Extrait de texte
L’achat low cost, on le sait, se focalise sur la fonction produit ou service (simple) et le prix (bas). Crise aidant, le low cost est-il pour autant devenu une véritable philosophie de consommation ? Non, c’est d’abord une variable d’ajustement, répondent Karen Gombault, Directeur Général Ipsos Marketing CPG, et Olivier Lagrand Directeur des départements Ipsos Vantis et Quanti Industrie & Services Ipsos Marketing. Ils nous proposent réponses et analyses croisées sur un phénomène qui, au delà du voyage d'affaires, touche tous les services et toutes les industries.
La crise explique-t-elle principalement que les consommateurs se rabattent sur des notions d’économie ?
Olivier Lagrand : La crise a exacerbé les comportements d’ajustement : on n’hésite plus à se détourner du superflu au profit d’offres simples et significativement moins chères. Cela est facilité par les sites comparateurs qui risquent toutefois de résumer un produit à un prix et quelques attributs de qualité parfois caricaturaux. Certains acteurs publics contribuent à cette évolution, notamment à travers la multiplication des étiquettes informationnelles imposées par l’UE, qui va prochainement s’étendre aux pneumatiques (indication de la performance de chaque modèle en termes de freinage, bruit et consommation). On peut voir cette signalétique soit comme une menace pour les annonceurs si les marques low cost apparaissent aussi performantes sur l’essentiel, ou comme l’opportunité de démontrer la supériorité du premium sur ce qui compte réellement. Dans tous les cas, la place laissée aux composantes périphériques de l’offre se réduit. Les marques doivent s’adapter pour maintenir leur compétitivité, soit en justifiant et communicant mieux leurs qualités, soit en développant une riposte tarifaire adaptée.
Comment justifier le positionnement prix ? En apportant les preuves de la valeur ajoutée ?
Quels sont les exemples de nouvelles lignes de produits ou d’ajouts de prestations pour mieux fidéliser ?

Informations extraites
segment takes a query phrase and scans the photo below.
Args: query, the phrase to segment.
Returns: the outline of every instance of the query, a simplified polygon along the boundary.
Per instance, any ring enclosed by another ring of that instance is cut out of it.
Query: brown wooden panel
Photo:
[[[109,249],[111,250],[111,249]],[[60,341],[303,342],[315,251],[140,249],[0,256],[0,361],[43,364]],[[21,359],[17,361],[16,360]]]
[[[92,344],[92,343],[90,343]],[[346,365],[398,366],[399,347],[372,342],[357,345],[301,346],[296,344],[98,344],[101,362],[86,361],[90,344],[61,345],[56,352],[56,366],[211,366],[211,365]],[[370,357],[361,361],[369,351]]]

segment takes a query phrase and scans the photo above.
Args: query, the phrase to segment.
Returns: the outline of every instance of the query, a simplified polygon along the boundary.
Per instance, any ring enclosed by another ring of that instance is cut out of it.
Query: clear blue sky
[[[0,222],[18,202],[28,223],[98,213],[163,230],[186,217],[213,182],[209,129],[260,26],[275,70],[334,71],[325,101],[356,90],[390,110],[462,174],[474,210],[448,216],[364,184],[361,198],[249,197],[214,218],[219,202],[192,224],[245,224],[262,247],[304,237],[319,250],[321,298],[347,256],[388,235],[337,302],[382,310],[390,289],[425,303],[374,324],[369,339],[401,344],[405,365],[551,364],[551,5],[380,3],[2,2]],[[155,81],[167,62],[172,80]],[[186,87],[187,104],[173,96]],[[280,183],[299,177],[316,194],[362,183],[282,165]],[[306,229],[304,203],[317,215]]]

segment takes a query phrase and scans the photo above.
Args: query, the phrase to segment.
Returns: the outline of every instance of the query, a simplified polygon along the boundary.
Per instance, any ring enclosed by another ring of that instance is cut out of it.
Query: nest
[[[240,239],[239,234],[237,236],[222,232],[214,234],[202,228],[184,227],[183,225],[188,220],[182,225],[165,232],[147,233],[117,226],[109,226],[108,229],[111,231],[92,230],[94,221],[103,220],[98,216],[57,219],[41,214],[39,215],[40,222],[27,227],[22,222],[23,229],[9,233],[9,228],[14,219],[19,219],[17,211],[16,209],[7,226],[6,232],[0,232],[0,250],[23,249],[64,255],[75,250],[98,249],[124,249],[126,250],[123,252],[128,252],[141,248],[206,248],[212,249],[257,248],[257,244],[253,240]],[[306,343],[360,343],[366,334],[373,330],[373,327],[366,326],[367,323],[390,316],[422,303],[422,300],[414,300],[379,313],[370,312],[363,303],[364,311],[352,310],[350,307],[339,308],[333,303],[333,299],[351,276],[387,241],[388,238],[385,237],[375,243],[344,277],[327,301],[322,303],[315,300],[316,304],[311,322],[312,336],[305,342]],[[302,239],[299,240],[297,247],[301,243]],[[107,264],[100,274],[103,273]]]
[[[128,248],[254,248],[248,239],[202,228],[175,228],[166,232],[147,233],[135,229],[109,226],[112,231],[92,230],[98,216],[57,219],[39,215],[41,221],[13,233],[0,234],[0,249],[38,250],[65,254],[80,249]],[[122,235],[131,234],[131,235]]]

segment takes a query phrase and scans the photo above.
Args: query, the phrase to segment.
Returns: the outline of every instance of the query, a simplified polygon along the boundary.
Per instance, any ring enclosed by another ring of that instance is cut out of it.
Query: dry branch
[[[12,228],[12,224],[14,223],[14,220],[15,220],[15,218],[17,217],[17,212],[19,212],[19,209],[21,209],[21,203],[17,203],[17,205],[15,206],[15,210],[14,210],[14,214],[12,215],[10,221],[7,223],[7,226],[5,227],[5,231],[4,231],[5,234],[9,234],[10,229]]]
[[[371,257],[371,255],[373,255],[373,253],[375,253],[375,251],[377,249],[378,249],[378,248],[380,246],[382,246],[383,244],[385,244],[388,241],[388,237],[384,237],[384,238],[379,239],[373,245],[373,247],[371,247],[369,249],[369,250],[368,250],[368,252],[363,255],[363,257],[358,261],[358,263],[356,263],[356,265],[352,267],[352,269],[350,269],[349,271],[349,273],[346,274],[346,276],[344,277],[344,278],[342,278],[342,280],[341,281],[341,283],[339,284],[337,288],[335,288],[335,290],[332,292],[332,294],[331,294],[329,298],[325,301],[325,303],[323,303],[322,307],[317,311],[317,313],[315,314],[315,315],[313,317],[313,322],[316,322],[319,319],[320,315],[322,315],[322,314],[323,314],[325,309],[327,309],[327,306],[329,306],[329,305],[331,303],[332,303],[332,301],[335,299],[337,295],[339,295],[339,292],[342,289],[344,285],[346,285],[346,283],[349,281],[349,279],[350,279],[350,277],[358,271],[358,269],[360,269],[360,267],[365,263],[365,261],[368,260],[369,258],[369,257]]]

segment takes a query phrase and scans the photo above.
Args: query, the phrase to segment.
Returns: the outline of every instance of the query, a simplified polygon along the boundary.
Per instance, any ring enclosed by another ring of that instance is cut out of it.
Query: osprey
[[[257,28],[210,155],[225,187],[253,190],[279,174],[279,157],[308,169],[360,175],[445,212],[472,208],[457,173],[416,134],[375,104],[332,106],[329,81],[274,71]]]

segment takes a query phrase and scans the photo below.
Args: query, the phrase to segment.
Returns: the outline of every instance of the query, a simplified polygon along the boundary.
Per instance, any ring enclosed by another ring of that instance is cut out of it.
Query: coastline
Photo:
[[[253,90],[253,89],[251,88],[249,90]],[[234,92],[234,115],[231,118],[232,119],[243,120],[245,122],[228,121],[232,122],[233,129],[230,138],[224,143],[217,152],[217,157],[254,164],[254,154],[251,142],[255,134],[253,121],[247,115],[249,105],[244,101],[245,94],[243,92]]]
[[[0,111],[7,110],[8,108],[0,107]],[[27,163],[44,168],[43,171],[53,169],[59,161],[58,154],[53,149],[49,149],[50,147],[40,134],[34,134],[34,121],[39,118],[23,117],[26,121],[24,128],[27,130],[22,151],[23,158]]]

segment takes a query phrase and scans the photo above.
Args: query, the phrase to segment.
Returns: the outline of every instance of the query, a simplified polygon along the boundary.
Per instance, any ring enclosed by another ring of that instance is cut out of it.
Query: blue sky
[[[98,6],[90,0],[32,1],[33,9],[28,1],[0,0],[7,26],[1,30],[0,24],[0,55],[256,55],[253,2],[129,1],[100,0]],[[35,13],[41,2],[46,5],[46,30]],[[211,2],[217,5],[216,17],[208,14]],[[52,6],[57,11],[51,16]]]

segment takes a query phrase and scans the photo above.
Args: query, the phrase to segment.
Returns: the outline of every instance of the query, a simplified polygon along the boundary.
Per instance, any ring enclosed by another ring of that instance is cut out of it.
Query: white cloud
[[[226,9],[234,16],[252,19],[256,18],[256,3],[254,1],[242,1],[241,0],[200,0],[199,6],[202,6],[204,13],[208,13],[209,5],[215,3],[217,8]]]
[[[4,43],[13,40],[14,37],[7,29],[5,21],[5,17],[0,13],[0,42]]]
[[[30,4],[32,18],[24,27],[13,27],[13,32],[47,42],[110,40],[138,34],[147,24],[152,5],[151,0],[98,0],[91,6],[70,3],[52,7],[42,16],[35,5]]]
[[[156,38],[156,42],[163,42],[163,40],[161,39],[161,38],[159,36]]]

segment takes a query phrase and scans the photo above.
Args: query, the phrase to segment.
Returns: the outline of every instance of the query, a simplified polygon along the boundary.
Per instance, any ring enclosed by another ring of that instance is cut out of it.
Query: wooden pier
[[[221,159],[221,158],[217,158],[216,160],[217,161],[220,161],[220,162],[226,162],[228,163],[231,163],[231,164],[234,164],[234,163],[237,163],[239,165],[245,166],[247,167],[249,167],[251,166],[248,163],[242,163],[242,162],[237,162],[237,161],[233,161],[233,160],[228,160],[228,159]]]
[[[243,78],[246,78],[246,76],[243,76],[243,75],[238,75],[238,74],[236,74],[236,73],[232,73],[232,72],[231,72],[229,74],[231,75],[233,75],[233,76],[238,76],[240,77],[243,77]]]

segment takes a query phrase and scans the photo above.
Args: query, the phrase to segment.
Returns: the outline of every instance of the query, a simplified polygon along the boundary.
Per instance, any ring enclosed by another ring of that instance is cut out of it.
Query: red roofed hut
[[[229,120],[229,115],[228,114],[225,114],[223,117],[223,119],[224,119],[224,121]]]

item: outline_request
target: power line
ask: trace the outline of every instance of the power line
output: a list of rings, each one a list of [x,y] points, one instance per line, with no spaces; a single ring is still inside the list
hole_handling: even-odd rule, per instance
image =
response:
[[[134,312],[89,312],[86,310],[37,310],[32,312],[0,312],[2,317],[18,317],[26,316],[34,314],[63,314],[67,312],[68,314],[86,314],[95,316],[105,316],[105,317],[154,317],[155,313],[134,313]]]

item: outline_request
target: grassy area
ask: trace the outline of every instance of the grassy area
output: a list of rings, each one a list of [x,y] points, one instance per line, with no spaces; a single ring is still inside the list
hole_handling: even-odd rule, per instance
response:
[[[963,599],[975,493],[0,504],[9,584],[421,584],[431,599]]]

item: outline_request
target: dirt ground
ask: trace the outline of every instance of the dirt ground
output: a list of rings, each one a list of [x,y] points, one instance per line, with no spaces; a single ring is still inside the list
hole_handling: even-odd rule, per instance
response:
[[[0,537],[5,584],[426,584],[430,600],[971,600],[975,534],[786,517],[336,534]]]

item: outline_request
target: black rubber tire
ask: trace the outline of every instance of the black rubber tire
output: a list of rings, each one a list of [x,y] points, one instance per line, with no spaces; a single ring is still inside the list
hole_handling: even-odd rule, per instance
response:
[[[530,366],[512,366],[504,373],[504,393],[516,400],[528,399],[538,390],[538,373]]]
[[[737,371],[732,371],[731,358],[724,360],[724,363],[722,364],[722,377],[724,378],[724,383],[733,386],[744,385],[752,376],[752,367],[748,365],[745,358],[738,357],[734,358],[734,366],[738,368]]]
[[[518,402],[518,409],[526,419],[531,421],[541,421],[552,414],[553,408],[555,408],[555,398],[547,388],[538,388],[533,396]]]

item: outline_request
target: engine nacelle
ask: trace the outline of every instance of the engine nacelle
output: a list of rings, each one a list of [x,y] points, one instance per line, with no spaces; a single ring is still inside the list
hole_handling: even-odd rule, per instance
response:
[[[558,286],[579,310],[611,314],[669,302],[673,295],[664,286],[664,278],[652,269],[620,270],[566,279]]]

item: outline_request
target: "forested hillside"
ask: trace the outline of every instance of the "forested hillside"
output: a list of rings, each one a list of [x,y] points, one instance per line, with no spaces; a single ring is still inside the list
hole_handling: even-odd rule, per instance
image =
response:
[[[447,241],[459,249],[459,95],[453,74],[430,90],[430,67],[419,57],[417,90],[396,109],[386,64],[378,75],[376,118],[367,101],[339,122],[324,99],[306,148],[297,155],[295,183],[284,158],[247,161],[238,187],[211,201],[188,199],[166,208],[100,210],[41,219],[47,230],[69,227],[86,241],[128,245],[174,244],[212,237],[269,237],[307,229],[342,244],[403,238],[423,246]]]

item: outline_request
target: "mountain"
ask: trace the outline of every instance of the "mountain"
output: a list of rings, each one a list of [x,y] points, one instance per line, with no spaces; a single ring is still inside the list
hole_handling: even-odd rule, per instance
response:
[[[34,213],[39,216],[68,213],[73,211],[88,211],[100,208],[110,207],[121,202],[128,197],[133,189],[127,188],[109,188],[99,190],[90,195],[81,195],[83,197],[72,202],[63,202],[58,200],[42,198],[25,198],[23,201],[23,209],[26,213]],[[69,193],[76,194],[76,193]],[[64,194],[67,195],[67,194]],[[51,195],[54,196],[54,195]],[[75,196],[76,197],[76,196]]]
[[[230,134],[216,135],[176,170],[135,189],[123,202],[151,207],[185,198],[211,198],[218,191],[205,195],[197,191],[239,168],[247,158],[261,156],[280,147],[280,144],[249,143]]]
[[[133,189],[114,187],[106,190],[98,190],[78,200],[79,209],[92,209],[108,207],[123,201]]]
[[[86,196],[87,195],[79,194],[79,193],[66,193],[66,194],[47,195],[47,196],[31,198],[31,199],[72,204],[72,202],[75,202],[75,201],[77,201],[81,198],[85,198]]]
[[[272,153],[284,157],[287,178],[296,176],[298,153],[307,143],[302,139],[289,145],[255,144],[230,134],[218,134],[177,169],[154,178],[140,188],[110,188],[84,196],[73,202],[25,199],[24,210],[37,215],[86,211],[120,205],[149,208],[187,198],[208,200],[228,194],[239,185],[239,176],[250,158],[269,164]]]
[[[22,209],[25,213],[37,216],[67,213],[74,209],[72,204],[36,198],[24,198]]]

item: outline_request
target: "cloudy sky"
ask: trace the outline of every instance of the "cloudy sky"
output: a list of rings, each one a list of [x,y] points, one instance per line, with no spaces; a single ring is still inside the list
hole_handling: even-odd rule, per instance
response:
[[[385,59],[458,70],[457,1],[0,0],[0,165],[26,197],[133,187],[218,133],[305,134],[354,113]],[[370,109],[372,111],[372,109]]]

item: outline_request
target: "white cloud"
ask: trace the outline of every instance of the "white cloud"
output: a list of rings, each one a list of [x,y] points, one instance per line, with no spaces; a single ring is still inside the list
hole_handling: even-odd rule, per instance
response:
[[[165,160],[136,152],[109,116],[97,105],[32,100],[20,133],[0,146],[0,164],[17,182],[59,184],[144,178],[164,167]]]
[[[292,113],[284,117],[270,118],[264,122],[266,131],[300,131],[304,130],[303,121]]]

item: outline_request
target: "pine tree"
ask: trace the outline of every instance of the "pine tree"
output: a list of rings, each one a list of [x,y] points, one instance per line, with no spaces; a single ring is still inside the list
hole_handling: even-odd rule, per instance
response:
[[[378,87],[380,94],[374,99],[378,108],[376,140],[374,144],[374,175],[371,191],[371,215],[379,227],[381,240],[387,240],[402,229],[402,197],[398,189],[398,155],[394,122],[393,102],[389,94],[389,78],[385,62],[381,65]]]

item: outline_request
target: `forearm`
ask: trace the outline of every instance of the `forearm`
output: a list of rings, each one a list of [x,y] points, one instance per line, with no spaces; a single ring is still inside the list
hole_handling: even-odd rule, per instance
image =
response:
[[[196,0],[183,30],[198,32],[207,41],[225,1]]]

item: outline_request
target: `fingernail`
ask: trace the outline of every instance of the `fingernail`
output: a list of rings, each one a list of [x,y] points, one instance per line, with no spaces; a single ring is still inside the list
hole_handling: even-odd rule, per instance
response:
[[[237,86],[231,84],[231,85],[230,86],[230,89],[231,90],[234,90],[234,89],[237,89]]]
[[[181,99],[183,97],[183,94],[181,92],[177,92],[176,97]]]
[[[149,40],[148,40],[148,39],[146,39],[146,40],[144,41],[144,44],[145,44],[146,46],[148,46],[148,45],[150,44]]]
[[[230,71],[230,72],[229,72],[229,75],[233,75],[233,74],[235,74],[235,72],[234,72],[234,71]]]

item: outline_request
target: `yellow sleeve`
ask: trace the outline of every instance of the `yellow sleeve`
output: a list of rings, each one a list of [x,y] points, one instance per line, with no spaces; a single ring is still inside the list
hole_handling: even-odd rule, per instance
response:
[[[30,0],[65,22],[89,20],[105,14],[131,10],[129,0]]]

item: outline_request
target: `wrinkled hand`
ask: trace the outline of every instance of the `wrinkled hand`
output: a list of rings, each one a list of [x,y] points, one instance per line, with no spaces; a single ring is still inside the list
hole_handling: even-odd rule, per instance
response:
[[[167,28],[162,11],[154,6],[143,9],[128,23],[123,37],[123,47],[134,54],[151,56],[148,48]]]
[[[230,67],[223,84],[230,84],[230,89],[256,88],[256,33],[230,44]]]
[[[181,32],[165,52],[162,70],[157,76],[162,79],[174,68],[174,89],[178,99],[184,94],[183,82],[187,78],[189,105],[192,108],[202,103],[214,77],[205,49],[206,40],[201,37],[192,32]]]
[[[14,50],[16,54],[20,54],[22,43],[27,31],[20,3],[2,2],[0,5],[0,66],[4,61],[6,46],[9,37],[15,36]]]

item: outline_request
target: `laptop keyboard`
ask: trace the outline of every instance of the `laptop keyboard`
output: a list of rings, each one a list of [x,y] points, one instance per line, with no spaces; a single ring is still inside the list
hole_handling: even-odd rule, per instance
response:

Série d'exercices
(1) Énumérez les critères de performance que les étiquettes informationnelles devront indiquer pour chaque modèle de pneumatique, selon l'extrait sur le low cost.
(2) Résumez l'extrait sur le low cost en deux phrases.
(3) Recopiez, dans l'extrait sur le low cost, le passage allant de « Comment justifier le » jusqu'à « mieux fidéliser ? ».

Réponses fournies
(1) Freinage, bruit, consommation.

(2) Selon Karen Gombault et Olivier Lagrand, d'Ipsos Marketing, l'achat low cost se concentre sur une fonction simple et un prix bas, et il constitue d'abord une variable d'ajustement plutôt qu'une véritable philosophie de consommation. Olivier Lagrand explique que la crise a exacerbé ces comportements, que les sites comparateurs et les étiquettes informationnelles imposées par l'UE y contribuent, et que les marques doivent mieux justifier et communiquer leurs qualités ou développer une riposte tarifaire adaptée.

(3)
Comment justifier le positionnement prix ? En apportant les preuves de la valeur ajoutée ?
Quels sont les exemples de nouvelles lignes de produits ou d’ajouts de prestations pour mieux fidéliser ?